+++ DATA SUPPLIED +++

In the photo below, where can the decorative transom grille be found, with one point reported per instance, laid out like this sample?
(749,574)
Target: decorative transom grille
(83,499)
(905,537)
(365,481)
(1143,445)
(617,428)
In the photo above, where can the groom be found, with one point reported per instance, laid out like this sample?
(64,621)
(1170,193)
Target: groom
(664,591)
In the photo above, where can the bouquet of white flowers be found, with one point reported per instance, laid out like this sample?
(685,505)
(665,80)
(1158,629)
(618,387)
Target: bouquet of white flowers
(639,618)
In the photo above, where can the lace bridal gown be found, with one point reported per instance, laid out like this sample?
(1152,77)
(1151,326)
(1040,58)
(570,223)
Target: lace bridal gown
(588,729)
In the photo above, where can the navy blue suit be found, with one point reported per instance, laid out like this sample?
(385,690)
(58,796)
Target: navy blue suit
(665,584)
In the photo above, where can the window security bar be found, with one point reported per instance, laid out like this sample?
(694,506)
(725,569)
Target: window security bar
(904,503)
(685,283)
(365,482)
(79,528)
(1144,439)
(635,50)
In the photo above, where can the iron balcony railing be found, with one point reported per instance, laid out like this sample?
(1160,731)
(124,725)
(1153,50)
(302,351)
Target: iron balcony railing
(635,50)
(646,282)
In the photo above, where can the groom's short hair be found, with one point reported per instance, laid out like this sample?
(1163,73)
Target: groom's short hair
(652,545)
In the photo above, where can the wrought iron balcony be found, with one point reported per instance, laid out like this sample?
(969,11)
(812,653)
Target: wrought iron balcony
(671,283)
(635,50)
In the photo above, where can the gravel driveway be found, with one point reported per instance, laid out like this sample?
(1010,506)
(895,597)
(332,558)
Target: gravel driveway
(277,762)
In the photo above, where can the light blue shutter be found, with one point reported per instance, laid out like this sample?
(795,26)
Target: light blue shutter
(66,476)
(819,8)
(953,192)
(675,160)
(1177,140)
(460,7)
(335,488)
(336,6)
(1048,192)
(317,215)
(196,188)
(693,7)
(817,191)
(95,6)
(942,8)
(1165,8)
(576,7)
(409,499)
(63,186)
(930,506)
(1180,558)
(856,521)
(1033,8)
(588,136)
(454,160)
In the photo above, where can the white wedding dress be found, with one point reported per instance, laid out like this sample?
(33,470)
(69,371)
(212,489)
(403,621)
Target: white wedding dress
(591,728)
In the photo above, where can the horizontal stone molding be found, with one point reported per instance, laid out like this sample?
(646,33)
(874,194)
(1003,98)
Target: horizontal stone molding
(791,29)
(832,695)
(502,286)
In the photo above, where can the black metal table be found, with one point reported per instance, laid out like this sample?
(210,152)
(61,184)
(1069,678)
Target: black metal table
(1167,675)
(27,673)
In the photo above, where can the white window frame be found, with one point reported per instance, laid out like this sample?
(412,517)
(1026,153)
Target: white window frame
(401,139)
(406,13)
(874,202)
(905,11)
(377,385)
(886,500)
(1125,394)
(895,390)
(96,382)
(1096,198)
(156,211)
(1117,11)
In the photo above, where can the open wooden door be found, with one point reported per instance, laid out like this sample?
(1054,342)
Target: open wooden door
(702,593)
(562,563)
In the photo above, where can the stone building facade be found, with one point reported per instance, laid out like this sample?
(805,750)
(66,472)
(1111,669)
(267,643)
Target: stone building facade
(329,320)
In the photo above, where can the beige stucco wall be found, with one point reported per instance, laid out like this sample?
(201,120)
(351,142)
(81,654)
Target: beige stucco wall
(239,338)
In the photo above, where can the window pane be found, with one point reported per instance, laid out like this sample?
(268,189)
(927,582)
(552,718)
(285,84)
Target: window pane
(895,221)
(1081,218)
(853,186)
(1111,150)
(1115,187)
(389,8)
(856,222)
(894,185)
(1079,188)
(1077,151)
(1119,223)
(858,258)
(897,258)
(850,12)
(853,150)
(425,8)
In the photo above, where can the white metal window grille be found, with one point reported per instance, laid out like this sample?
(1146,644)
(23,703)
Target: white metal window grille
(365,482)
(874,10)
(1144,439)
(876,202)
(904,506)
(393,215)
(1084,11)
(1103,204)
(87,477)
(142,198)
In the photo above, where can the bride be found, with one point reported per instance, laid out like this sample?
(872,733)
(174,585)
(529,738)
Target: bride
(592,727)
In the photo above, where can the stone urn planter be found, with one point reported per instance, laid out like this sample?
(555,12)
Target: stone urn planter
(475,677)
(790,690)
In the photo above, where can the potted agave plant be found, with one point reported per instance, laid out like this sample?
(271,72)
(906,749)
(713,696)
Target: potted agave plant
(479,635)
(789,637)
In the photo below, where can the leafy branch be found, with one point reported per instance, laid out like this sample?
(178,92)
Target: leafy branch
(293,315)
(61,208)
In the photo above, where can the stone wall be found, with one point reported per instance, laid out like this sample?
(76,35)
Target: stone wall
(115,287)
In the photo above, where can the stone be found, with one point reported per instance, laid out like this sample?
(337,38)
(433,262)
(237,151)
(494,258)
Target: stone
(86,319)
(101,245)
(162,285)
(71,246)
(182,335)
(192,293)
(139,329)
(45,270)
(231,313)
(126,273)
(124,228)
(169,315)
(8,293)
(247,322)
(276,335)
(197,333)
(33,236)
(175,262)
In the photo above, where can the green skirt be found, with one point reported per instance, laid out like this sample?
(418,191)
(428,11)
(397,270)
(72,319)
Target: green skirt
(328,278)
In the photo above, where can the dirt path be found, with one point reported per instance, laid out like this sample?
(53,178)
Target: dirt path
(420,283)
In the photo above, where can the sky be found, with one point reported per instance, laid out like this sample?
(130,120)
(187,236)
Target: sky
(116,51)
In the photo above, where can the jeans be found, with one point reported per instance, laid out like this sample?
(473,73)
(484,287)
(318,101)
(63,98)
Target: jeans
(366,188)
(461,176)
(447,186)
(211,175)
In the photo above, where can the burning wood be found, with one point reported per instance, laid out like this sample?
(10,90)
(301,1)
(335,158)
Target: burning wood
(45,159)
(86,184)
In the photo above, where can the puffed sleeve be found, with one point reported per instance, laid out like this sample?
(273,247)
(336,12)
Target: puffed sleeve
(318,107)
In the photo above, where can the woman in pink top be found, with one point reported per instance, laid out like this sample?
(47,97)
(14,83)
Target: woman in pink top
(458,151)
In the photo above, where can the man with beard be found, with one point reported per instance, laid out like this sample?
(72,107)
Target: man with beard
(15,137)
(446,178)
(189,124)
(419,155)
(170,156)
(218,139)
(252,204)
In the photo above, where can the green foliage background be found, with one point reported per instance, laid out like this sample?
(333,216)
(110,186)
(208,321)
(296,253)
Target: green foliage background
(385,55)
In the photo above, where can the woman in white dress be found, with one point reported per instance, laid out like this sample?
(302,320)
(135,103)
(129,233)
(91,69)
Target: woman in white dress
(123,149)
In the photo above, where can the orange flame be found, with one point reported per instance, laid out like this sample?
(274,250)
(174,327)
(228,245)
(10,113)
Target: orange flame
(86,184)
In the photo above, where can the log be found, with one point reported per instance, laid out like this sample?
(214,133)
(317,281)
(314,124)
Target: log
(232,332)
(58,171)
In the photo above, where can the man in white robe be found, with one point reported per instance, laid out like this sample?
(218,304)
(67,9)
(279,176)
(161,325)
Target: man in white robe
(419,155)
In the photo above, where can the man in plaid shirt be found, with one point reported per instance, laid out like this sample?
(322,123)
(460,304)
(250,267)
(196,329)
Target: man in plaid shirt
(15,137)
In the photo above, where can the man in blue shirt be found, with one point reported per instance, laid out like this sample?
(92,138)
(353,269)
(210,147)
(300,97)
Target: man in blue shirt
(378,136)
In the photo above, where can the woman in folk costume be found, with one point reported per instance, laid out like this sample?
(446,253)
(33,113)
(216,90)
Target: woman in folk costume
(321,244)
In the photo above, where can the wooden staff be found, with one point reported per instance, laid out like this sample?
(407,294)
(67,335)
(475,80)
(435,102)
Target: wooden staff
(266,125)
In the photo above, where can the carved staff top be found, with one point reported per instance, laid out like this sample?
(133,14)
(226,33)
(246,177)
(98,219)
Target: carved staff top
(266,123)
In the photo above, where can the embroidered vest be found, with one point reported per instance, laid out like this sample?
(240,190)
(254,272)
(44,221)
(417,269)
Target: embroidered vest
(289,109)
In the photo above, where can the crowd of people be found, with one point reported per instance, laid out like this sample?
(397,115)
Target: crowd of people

+++

## WHAT IS REQUIRED:
Repeat exactly, and only, the lines from the line containing "In the photo above, where can the wooden" through the last line of the records above, both included.

## FINAL ANSWER:
In the photo above, where can the wooden staff be found, with one point reported per instance, laid out like this sample?
(407,294)
(67,335)
(475,80)
(435,102)
Target: wooden staff
(266,125)
In the photo above, where can the carved staff top be found, with one point reported per instance, laid out like this sample?
(133,14)
(226,33)
(246,177)
(98,219)
Target: carved staff top
(266,123)
In the photo above, where can the embroidered vest be found, with one point reported per instance, laid out like this sample?
(240,190)
(254,272)
(44,221)
(417,269)
Target: embroidered vest
(289,109)
In the photo above, where can the crowd of people be found, with one point reported per instance, laid out like this sample?
(397,115)
Target: crowd of people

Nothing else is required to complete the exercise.